#### [Exercise prompt]
Write out the full set of records below exactly.

#### [Provided data]
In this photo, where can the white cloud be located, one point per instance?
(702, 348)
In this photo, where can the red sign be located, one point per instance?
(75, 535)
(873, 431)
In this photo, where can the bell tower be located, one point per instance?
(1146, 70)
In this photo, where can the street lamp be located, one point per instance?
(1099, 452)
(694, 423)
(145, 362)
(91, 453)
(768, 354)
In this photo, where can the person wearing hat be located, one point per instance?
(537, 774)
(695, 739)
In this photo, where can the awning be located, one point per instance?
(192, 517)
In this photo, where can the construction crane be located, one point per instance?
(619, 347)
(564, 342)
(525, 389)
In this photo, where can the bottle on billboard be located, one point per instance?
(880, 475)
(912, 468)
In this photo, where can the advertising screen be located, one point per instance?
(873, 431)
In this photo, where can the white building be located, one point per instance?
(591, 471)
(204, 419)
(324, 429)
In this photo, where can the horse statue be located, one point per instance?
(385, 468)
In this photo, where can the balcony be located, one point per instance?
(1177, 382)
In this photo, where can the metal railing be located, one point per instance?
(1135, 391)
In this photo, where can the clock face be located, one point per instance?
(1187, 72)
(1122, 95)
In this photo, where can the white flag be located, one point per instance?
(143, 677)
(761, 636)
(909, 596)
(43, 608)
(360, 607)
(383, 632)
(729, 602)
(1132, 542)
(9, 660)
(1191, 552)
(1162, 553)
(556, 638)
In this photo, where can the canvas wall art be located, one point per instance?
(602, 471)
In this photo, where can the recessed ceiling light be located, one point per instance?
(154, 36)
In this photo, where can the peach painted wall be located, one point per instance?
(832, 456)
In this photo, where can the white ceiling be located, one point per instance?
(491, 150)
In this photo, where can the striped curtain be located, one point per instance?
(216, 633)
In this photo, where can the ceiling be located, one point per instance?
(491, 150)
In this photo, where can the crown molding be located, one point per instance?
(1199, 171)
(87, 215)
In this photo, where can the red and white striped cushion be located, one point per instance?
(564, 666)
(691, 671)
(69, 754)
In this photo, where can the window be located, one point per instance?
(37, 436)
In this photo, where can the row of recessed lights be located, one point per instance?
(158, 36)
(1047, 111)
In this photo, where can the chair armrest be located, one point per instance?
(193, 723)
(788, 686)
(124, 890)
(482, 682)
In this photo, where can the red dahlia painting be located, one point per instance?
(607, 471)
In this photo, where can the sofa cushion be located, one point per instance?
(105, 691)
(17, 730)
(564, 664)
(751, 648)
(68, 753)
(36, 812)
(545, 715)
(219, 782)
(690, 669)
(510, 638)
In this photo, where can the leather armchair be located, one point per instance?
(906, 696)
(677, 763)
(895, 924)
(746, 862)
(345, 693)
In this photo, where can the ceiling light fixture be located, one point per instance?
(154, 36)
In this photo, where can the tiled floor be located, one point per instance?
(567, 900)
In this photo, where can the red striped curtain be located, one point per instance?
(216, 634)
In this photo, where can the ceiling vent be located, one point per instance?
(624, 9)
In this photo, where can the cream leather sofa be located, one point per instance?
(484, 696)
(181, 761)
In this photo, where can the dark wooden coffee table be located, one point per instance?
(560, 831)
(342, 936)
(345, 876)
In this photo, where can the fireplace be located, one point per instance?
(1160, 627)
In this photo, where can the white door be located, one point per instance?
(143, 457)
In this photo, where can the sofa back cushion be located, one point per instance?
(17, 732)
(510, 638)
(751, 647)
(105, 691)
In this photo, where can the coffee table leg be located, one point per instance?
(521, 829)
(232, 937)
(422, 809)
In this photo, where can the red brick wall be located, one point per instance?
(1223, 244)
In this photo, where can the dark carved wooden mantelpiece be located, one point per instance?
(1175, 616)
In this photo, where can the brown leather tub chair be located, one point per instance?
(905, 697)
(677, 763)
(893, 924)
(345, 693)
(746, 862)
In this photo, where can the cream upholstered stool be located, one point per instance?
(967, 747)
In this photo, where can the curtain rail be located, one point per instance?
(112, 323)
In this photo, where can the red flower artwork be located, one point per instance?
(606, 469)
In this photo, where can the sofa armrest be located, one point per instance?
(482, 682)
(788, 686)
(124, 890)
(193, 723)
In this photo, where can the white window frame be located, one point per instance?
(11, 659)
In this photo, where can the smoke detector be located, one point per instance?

#### [Task response]
In this photo, where can the white cloud be located, one point per instance?
(702, 348)
In this photo, where can the red sign be located, one point per instance?
(75, 535)
(873, 431)
In this photo, where can the bell tower be located, one point per instance?
(1146, 70)
In this photo, where can the street lamp be located, one point per instance?
(1099, 452)
(694, 423)
(145, 362)
(91, 453)
(768, 354)
In this photo, where can the person wearing hat be located, one point per instance?
(537, 774)
(695, 739)
In this photo, where can the awning be located, one point per instance?
(192, 517)
In this photo, where can the construction crane be located, one point per instance?
(619, 347)
(564, 342)
(525, 389)
In this photo, where can the bottle on billboard be located, one point per instance?
(880, 475)
(912, 468)
In this photo, where can the advertising screen be located, one point per instance?
(873, 431)
In this photo, where can the white building be located, one point per instance?
(591, 471)
(204, 419)
(324, 429)
In this photo, where can the horse statue be located, one point per instance?
(385, 468)
In this photo, where can the balcony be located, one point per instance?
(1177, 382)
In this photo, where can the metal railing be located, one point per instance?
(1135, 391)
In this photo, where can the clock face be located, one point per instance?
(1187, 72)
(1122, 95)
In this photo, where can the white flag be located, one point per instance?
(143, 677)
(761, 636)
(909, 596)
(43, 608)
(360, 607)
(383, 632)
(729, 602)
(1132, 542)
(9, 660)
(1191, 552)
(1162, 553)
(556, 638)
In this photo, where can the canvas wall art be located, one point per instance?
(602, 471)
In this photo, where can the recessed ceiling light be located, one point per instance?
(154, 36)
In this photo, where can the peach painted wall be located, one point per instance?
(832, 456)
In this photo, where can the white ceiling be located, one point per instance?
(491, 150)
In this photo, where can the striped curtain be located, one point per instance?
(216, 633)
In this photo, where can the ceiling be located, one point per instance?
(491, 150)
In this photo, where can the crown molding be located, one point per instance?
(1199, 171)
(87, 215)
In this photo, where can the red and white striped cushion be located, one point per instance?
(564, 666)
(691, 671)
(69, 754)
In this photo, where can the window be located, one point per instance?
(37, 436)
In this photo, where can the row of recessed lights be located, one point per instance?
(158, 36)
(1047, 111)
In this photo, where can the chair armrest be located, one point per instance?
(193, 723)
(788, 686)
(124, 890)
(482, 682)
In this photo, where can the red dahlia painting be located, one point per instance?
(607, 471)
In this photo, where can the sofa cushion be located, one point per instance?
(105, 691)
(17, 730)
(564, 664)
(751, 648)
(68, 753)
(36, 812)
(545, 715)
(219, 782)
(690, 669)
(510, 638)
In this photo, where can the leather armchair be located, one point per instance?
(906, 696)
(677, 763)
(895, 924)
(746, 862)
(345, 693)
In this photo, where can the ceiling light fixture be located, one point per instance?
(154, 36)
In this photo, where can the tiled floor be located, one point per instance?
(567, 900)
In this photo, where can the red striped curtain be located, one point per instance?
(216, 634)
In this photo, where can the ceiling vent be located, one point per instance?
(624, 9)
In this photo, where can the cream leather sofa be located, one point per instance?
(484, 696)
(181, 761)
In this photo, where can the dark wooden coffee table be located, one point per instance?
(560, 831)
(342, 936)
(345, 876)
In this photo, where can the fireplace be located, one point per instance?
(1160, 627)
In this photo, where can the white door be located, one point per instance?
(143, 457)
In this photo, where can the sofa back cushion be located, one point per instance?
(17, 732)
(510, 638)
(751, 647)
(105, 691)
In this photo, where can the coffee table leg be located, one point per instance?
(521, 829)
(232, 937)
(422, 809)
In this photo, where can the red brick wall be located, one point per instance?
(1223, 244)
In this photo, where can the dark carved wooden mantelpiece be located, one point per instance?
(1175, 616)
In this photo, where can the brown leather tub chair be located, one point per instance?
(905, 697)
(677, 763)
(893, 924)
(345, 693)
(746, 862)
In this photo, where can the cream upholstered stool be located, one point per instance?
(967, 747)
In this photo, where can the curtain rail be located, one point per instance?
(112, 323)
In this photo, where can the red flower artwork be located, one point per instance?
(606, 469)
In this photo, where can the sofa armrest be located, one point per instance?
(482, 682)
(788, 686)
(124, 890)
(193, 723)
In this photo, where can the white window frame be located, one point per instance?
(11, 659)
In this photo, where can the smoke detector be located, one point per instance?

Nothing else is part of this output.